RECORDS FOR THE TASK -
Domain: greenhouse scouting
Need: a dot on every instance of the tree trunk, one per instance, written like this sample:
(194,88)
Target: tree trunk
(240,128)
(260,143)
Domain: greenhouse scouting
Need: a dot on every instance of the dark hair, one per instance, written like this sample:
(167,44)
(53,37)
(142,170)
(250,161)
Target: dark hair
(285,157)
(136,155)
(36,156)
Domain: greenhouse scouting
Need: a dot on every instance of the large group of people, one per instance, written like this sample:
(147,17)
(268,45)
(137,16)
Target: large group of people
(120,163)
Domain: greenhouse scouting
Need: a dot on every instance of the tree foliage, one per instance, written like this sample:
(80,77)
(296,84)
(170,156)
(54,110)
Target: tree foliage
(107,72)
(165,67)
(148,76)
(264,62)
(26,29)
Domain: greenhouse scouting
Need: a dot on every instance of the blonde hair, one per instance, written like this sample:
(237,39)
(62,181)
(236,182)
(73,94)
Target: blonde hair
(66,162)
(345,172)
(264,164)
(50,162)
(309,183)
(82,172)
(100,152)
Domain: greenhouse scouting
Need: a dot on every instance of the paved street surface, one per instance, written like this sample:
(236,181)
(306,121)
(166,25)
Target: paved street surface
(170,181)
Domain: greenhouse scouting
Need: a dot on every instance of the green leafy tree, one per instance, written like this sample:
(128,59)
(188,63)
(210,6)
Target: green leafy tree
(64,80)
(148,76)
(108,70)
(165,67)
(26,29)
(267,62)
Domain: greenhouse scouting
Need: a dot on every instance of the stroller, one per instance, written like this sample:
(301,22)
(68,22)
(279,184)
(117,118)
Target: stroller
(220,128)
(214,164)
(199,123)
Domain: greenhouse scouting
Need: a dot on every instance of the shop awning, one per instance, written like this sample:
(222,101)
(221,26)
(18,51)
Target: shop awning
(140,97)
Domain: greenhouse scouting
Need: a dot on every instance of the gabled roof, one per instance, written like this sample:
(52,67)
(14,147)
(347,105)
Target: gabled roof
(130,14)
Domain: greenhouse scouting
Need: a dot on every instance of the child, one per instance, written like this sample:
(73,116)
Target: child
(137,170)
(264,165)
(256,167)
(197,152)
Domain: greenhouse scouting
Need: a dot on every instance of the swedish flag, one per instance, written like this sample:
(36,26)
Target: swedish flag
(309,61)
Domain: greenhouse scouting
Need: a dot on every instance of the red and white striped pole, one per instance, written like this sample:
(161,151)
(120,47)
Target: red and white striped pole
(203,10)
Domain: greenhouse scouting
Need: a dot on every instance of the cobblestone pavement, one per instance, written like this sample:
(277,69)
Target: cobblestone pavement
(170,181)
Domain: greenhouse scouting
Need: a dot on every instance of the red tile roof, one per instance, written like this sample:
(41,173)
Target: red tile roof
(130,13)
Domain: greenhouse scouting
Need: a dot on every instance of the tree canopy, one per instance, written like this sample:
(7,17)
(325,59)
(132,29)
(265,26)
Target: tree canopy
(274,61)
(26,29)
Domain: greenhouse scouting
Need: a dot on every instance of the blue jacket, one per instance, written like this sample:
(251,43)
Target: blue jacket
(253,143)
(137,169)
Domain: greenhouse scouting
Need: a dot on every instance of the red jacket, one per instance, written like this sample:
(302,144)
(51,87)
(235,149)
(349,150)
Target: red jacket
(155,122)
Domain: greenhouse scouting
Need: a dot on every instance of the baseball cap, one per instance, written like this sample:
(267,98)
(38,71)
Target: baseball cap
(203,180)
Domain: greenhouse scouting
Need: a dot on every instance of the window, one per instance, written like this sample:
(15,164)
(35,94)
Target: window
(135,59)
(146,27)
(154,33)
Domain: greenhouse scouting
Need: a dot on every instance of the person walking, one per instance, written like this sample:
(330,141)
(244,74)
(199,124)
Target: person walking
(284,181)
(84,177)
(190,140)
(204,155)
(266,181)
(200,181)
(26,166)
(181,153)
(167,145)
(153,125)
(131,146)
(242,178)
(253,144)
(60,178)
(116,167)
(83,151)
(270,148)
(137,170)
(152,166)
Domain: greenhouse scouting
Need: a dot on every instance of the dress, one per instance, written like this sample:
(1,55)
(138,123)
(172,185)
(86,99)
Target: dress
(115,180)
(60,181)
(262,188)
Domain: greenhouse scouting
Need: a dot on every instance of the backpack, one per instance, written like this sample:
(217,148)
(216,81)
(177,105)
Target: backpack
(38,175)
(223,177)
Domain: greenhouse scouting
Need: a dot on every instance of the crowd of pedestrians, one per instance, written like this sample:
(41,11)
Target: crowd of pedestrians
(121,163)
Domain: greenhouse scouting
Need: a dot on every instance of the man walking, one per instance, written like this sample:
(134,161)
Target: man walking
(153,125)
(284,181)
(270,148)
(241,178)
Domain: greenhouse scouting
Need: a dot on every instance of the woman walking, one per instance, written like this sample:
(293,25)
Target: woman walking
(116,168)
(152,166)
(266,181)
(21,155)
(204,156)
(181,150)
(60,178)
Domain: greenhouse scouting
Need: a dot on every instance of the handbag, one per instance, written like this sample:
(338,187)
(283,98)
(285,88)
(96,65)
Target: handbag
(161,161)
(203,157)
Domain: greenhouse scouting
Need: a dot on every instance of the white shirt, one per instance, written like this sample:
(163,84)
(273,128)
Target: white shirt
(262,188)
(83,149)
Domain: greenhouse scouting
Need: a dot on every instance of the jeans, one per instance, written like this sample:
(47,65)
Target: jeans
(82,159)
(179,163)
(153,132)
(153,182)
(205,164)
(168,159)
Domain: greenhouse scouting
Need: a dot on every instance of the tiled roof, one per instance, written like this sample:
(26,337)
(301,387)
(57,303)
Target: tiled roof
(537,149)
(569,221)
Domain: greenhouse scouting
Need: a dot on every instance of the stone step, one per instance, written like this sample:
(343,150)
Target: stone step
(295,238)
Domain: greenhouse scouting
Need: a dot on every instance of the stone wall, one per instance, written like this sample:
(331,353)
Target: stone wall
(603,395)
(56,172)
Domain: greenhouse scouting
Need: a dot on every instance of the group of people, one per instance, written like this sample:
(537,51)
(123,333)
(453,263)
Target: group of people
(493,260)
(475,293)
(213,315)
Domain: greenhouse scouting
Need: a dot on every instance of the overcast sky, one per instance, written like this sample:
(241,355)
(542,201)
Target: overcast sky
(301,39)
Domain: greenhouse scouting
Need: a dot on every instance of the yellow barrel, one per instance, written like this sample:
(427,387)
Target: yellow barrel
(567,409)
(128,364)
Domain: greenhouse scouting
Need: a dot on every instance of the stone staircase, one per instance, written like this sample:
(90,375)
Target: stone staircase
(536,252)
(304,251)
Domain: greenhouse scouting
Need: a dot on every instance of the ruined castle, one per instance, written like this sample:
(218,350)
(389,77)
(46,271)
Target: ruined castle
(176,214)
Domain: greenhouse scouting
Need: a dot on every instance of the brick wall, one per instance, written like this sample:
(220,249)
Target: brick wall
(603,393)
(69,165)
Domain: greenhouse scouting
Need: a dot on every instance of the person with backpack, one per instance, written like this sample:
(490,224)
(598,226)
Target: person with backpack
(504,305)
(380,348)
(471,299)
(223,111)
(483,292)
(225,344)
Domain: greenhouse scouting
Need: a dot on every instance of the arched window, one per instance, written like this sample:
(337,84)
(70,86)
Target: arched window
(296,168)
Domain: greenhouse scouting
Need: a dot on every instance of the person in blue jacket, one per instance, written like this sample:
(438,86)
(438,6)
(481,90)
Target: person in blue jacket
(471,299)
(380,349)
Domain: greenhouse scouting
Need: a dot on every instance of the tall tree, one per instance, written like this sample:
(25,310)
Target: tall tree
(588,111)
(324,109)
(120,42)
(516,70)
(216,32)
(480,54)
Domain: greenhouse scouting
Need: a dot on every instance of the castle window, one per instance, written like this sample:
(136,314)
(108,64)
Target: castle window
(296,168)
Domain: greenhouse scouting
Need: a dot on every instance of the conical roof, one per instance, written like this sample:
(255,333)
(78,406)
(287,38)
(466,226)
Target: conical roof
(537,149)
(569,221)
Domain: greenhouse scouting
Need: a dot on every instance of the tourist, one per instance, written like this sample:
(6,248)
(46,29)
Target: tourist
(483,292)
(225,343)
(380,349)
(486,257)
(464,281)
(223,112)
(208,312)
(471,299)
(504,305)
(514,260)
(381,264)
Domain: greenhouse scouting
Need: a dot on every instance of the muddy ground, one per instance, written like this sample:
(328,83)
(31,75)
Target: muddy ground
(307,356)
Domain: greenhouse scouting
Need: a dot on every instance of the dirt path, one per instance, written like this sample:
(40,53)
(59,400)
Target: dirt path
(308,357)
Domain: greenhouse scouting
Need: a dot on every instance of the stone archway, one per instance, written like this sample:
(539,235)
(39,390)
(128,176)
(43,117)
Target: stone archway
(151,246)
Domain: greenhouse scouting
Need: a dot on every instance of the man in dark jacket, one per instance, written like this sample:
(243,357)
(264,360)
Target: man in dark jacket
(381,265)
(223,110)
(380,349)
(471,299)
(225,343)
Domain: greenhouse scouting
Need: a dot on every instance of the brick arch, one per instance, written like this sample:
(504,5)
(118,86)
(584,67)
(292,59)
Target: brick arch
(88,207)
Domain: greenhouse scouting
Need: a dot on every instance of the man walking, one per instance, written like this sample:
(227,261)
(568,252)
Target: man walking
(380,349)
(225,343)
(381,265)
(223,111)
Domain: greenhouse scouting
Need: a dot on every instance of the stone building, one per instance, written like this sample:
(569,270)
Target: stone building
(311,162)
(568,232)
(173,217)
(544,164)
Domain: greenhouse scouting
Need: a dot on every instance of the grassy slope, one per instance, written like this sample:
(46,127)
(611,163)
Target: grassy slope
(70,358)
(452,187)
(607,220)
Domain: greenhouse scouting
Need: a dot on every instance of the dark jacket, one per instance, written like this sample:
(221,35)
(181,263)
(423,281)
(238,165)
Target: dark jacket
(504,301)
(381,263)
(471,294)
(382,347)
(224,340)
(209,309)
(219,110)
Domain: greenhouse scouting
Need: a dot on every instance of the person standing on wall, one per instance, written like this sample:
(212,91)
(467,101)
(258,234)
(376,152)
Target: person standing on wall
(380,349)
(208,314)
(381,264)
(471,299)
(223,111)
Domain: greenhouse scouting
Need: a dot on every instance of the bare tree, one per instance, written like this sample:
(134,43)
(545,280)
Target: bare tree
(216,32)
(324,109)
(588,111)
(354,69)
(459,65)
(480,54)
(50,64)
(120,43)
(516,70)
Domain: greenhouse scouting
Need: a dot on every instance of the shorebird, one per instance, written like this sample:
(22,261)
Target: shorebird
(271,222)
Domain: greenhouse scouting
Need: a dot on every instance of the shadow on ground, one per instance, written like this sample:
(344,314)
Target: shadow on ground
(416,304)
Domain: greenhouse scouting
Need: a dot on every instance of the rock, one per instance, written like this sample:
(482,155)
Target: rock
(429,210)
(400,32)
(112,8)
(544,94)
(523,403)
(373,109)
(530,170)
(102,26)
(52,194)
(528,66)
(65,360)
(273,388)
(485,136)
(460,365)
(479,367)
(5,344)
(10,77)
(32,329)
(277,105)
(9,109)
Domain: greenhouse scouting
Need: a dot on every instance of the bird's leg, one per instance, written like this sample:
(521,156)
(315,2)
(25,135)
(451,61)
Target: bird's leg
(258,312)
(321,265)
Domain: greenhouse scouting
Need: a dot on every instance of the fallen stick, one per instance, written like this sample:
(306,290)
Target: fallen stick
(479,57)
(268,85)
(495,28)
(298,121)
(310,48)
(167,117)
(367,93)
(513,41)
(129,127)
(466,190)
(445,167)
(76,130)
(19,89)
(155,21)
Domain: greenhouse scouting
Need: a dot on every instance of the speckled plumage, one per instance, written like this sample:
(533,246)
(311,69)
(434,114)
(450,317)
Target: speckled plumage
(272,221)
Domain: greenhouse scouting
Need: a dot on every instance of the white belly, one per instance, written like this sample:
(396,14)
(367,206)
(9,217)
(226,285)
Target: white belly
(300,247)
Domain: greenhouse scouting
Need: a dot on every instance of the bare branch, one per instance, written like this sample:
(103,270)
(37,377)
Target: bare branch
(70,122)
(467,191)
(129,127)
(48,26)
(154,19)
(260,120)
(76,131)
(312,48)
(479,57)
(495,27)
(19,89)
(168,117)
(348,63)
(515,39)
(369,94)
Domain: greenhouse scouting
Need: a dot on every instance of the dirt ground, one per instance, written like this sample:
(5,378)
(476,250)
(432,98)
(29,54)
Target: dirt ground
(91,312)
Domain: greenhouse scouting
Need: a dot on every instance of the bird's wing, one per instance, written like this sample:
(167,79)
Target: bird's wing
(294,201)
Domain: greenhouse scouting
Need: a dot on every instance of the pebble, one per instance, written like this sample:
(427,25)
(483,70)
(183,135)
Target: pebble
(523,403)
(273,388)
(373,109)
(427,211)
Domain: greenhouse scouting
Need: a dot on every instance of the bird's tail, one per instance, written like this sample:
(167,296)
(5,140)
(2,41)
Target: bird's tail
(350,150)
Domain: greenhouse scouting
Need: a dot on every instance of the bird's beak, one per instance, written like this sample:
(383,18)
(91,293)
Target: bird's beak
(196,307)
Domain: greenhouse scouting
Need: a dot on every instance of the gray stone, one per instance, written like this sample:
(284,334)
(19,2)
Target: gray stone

EXERCISE BRIEF - Pull out each line in the listing above that contains the word "brick" and copy it in full.

RESPONSE BELOW -
Need: a dot on every instance of the brick wall, one per instance, written like this sample:
Target: brick wall
Need: a dot on every instance of the brick arch, one per instance, written like this sample:
Target: brick arch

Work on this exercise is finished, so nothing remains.